- Пишут деловитее наших, - сказал он.
Он легко находил общее между иностранной и русской литературой; прочитав "Последнего барона" Лемонье, он заметил:
- Это - тоже "Суходол".
Почти никогда не говорил о политике, о партийных программах, революционная литература не интересовала его.
- После прочитаю, - говорил он и всё более углублялся в работу писателя.
Эсеровская закваска его напоминала о себе не часто, но очень определённо. Как-то завязался разговор на тему о необходимости "выварить мужика в фабричном котле", он нахмурился и проворчал:
- Котлов-то нет. Да и строить их никому неохота, кроме иноземцев, а они - гости, которые легко становятся хозяевами...
В другой раз захмелевшая компания, вспомнив об Азефе, начала подтрунивать над партией, боевую славу которой создал провокатор. Вольнов, послушав насмешки минуту-две, сердито заявил:
- Глупо говорите! Азеф - мерзавец, но он предавал людей, а вот люди, которые предали и предают революцию, то есть, значит, весь народ, они гораздо хуже Азефа!

= = =

- _Описание задания_
Продолжите текст воспоминаний о Вольнове, начав сразу после его последней фразы.

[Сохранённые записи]

= = =

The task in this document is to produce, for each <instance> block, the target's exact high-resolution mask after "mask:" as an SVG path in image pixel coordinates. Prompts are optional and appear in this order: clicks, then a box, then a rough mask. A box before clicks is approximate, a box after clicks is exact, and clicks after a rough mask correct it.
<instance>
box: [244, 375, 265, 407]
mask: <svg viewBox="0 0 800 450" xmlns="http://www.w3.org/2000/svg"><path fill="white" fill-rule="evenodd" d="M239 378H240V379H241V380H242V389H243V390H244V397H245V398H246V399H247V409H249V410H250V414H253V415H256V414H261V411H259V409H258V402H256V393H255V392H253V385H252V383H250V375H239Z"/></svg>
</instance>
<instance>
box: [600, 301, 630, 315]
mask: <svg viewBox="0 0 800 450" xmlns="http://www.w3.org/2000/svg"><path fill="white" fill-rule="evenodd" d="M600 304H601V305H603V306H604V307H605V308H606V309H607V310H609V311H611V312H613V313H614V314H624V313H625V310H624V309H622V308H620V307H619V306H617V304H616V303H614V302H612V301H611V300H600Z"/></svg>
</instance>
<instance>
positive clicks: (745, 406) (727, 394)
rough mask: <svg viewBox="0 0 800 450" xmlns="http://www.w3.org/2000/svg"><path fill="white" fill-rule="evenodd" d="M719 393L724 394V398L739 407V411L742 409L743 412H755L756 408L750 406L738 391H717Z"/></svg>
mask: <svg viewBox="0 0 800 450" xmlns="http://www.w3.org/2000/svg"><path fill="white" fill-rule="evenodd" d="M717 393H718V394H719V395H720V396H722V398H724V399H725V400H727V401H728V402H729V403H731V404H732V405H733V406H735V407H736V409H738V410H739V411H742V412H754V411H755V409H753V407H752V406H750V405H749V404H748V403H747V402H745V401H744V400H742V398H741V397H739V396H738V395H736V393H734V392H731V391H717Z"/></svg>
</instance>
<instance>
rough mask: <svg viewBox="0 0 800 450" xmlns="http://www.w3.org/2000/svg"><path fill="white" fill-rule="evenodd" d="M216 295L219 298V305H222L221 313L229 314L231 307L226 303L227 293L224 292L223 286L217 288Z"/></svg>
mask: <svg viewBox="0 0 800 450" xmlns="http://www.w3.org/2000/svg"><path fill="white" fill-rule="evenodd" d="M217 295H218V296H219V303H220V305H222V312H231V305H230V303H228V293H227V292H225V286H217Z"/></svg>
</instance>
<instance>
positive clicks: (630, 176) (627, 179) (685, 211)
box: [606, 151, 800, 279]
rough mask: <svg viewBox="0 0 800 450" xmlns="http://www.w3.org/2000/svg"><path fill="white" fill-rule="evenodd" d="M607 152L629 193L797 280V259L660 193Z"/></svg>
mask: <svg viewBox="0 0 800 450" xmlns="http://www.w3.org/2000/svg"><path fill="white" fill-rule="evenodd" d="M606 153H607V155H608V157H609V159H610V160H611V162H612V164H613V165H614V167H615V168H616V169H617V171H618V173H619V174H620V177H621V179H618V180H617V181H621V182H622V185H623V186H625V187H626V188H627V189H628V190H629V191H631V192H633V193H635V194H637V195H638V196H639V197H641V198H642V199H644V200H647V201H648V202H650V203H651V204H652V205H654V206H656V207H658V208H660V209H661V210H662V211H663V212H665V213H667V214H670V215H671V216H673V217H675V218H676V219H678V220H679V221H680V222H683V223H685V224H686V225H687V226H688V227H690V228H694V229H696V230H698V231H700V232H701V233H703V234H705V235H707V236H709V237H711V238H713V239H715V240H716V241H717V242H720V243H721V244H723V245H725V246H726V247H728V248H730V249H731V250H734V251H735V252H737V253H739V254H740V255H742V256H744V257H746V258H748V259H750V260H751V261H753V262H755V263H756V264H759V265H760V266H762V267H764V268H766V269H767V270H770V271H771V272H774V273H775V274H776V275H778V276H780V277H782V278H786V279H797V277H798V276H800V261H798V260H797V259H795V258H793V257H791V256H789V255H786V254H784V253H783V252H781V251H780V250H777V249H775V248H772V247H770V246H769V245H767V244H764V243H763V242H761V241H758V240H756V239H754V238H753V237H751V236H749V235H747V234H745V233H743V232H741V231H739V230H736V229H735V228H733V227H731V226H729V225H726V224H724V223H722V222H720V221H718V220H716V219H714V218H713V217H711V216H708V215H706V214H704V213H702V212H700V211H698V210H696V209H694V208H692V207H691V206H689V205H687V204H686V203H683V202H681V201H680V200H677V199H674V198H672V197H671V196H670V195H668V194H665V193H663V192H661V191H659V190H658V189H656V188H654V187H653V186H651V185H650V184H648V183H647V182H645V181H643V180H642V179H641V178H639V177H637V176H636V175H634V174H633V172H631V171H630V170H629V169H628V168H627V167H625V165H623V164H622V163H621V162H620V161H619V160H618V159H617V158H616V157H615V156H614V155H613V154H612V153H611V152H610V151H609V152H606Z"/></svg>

= = =

- _Ответ на задание_
И сквозь зубы произнёс странные слова:
- Бывало, что и отцы детей жандармам выдавали. Думаете - не было этого? Было...
Как-то незаметно для всех он женился на одной из эмигранток, от неё у него - сын, Илья; теперь это очень серьёзный юноша, отличных способностей. Жил Иван на берегу моря в обломке старинной, сторожевой башни, стена её опускалась прямо в море, и во время прибоя волны бухали по стене с такой силой, что всё дрожало в маленькой квадратной комнате с каменным полом.
В Россию Вольнов вернулся в 1917 году, весной. Его возвращение домой, в деревню, хорошо изображено им в повести, которую он писал в 1928 году, живя в Сорренто. Не знаю, кончил ли он эту повесть: судя по началу, она могла быть лучшим из всего, что ему удалось написать. Я встретился с ним в Москве в 1920 году, он приехал из Орла, где сидел в тюрьме. Безобидно и шутливо он рассказал, что местная власть не терпит его, сажала в тюрьму уже три раза и очень хотела бы расстрелять.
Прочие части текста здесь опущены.